■ Exercise aim ■
Print the lines of the material word for word, starting with the line that contains "Note: indicate the green" and going on through the line that contains "<point>315,277</point>".

■ Data in this exercise ■
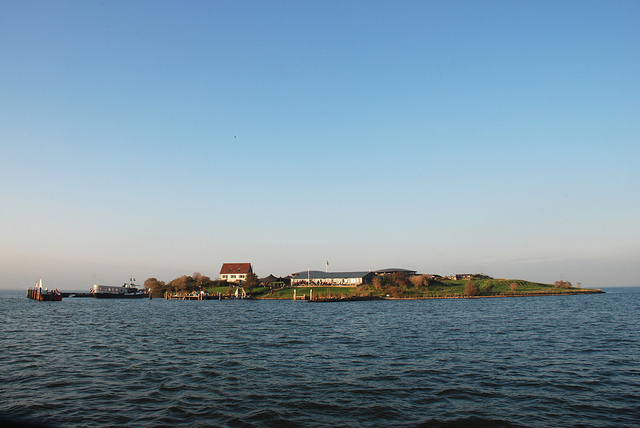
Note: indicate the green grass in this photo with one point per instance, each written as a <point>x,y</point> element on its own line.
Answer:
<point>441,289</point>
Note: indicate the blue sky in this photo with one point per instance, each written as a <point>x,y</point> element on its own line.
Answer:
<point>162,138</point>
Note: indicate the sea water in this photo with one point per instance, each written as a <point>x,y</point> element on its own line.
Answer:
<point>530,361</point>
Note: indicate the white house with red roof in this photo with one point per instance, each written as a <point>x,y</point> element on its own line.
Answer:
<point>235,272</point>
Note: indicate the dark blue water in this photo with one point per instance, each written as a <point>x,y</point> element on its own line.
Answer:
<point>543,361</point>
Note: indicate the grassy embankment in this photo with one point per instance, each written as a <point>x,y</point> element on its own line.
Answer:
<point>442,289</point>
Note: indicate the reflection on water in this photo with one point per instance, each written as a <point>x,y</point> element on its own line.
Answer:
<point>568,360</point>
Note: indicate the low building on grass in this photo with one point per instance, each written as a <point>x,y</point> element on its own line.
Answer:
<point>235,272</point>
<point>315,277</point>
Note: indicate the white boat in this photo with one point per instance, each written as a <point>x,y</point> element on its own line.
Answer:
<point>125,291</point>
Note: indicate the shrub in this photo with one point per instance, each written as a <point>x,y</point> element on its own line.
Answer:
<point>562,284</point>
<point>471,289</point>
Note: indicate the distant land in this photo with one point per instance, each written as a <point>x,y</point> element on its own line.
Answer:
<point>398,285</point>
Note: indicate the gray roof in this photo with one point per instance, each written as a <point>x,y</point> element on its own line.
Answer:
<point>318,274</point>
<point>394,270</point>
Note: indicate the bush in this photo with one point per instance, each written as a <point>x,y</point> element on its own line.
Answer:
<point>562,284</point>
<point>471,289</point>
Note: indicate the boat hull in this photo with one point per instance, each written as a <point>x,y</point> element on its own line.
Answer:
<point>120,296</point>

--

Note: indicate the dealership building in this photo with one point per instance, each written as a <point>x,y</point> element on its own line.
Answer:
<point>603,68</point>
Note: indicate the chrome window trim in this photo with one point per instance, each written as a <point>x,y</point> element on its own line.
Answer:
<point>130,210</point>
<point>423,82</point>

--

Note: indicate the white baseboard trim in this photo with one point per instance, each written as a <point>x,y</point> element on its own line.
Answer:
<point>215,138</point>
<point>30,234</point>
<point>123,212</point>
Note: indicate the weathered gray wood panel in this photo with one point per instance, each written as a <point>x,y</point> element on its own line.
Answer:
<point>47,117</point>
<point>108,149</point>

■ Final result ■
Note: indicate the green grass in this photo with one point per instance, each written as a <point>x,y</point> element on its own line.
Answer:
<point>441,289</point>
Note: indicate the blue sky in this photo with one point per instance, each written as a <point>x,y</point> element on its own line.
Answer:
<point>162,138</point>
Note: indicate the sea water in this photo with one point per instance, each written as a <point>x,y</point> element on its own line.
Answer:
<point>530,361</point>
Note: indicate the white house with red roof in this photo with one point per instance, each written as a <point>x,y</point> element on its own line.
Answer:
<point>235,272</point>
Note: indicate the dark blue water in this photo with one point per instance, each written as a <point>x,y</point> element on its own line.
Answer:
<point>543,361</point>
Note: indicate the grassy embankment in this photo with one point per instance, each written as a <point>x,y</point> element on its own line.
Answer:
<point>442,289</point>
Note: indicate the reflection on water in this photo with one point per instance, each written as a <point>x,y</point> element on its own line.
Answer:
<point>568,360</point>
Note: indicate the low building on grass in this photo with one point per instance, each written as a <point>x,y</point> element on its own line.
Answer:
<point>235,272</point>
<point>315,277</point>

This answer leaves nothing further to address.